**Document section**.
# # # # # # #

WINSTON-SALEM, N.C. — Falling just 2 percent shy of its $17.3 million goal for last year’s annual fund drive, the United Way of Forsyth County is getting an early start on this fall’s effort.

The drive raised just over $17 million, boosted by seven workplace campaigns that generated 55 percent of the total, and by big individual donors.

Despite paring its workforce, Sara Lee raised more than $2.5 million, exceeding its goal and posting a 5 percent jump in employee donors.

Corporate and employee giving totaled $2 million each at R.J. Reynolds and Wachovia, which equaled its 2001 total despite losing employees in its merger with First Union.

The overall drive, chaired by Brenda Diggs, senior vice president at Wachovia, raised nearly $1.2 million at Wake Forest University Baptist Medical Center, $600,000 at Novant Health, nearly $572,000 at BB&T and $257,000 at Krispy Kreme.

Womble Carlyle, another big campaign, raised $192,000.

The number of individuals giving $10,000 or more grew to 146 from 131 a year earlier and accounted for nearly $2.2 million, up $134,000.

“At the top end, despite the worst stock market in anybody’s memory, the United Way continued to be a focal point for people’s individual philanthropy in this community,” says Ron Drago, United Way CEO.

# # # # # # #

[Stored data]
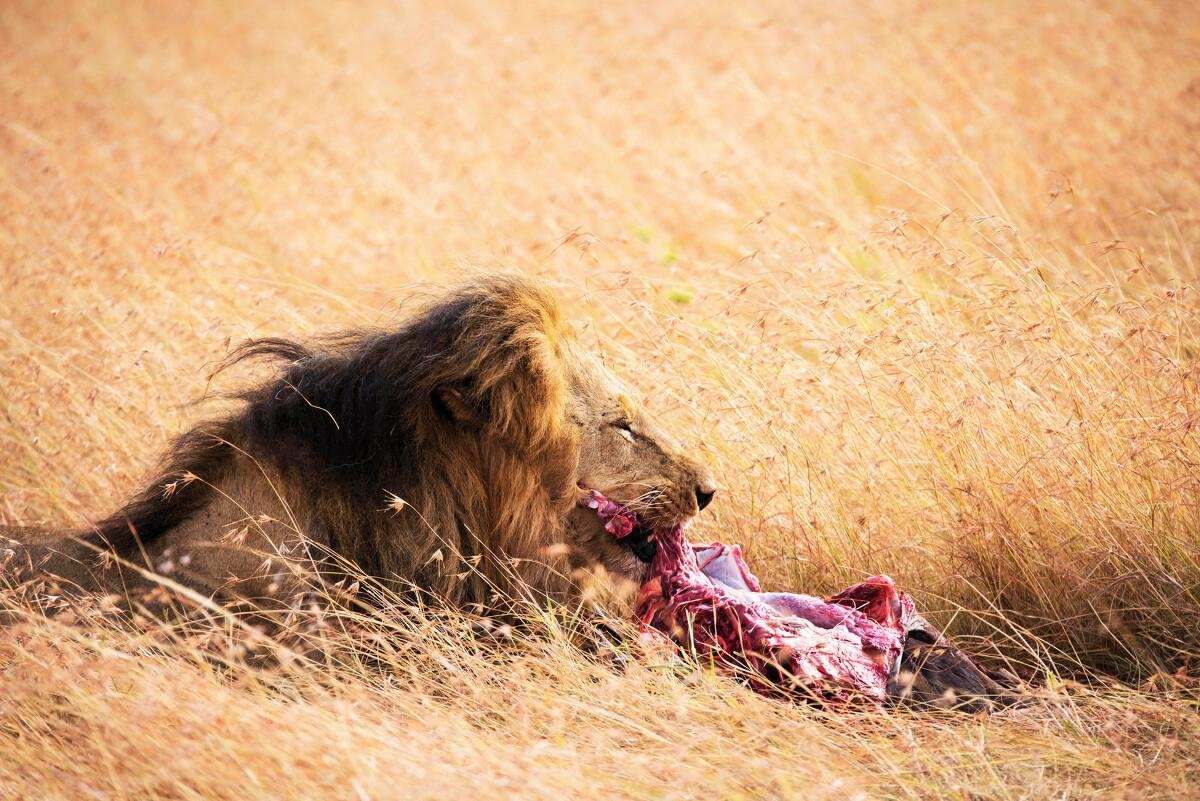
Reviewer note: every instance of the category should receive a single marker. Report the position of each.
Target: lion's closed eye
(624, 428)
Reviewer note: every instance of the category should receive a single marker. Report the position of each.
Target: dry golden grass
(919, 282)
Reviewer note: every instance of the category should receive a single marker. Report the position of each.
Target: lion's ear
(453, 404)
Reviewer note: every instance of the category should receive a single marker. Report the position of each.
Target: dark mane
(424, 411)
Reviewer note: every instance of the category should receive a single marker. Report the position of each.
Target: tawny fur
(445, 456)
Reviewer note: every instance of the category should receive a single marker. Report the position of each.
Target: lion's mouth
(625, 525)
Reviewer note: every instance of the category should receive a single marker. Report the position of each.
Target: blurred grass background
(918, 279)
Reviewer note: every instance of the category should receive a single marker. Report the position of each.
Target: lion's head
(447, 455)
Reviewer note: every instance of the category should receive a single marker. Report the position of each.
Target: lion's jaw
(625, 456)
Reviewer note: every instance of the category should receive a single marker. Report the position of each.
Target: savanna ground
(918, 281)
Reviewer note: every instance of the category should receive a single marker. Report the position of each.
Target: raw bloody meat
(706, 598)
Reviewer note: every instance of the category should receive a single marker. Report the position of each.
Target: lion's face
(628, 457)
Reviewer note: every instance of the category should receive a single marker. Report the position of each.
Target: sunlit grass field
(917, 279)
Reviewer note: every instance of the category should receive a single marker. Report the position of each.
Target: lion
(445, 457)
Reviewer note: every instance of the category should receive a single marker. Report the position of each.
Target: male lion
(447, 456)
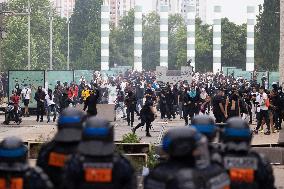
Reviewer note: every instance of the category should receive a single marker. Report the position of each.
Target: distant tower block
(217, 66)
(138, 38)
(191, 34)
(105, 18)
(164, 16)
(250, 38)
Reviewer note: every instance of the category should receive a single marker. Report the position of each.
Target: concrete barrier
(133, 148)
(281, 137)
(125, 148)
(105, 111)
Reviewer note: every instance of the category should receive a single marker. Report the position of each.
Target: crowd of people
(82, 155)
(138, 92)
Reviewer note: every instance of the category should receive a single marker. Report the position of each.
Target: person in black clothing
(149, 93)
(163, 103)
(233, 104)
(170, 103)
(247, 169)
(181, 94)
(191, 99)
(188, 165)
(40, 99)
(96, 164)
(175, 102)
(219, 107)
(91, 103)
(147, 115)
(15, 171)
(64, 101)
(130, 102)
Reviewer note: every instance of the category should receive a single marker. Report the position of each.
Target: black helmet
(97, 138)
(236, 135)
(188, 144)
(13, 150)
(205, 125)
(70, 125)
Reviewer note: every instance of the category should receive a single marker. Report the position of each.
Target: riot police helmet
(205, 125)
(97, 138)
(13, 150)
(70, 125)
(187, 144)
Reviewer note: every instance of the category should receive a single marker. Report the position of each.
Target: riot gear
(188, 166)
(97, 165)
(14, 169)
(53, 155)
(247, 169)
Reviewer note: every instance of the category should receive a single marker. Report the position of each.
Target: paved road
(30, 130)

# # # # # # #

**Your tasks**.
a) In the United Way fund drive report, quote the passage that opens with the words containing "Corporate and employee" and closes with "campaign, raised $192,000.".
b) Name each organization in the United Way fund drive report's sentence that opens "The overall drive, chaired by Brenda Diggs," along with the amount the drive raised there.

**Answers to the exercises**.
a)
Corporate and employee giving totaled $2 million each at R.J. Reynolds and Wachovia, which equaled its 2001 total despite losing employees in its merger with First Union.

The overall drive, chaired by Brenda Diggs, senior vice president at Wachovia, raised nearly $1.2 million at Wake Forest University Baptist Medical Center, $600,000 at Novant Health, nearly $572,000 at BB&T and $257,000 at Krispy Kreme.

Womble Carlyle, another big campaign, raised $192,000.

b)
- Wake Forest University Baptist Medical Center: nearly $1.2 million
- Novant Health: $600,000
- BB&T: nearly $572,000
- Krispy Kreme: $257,000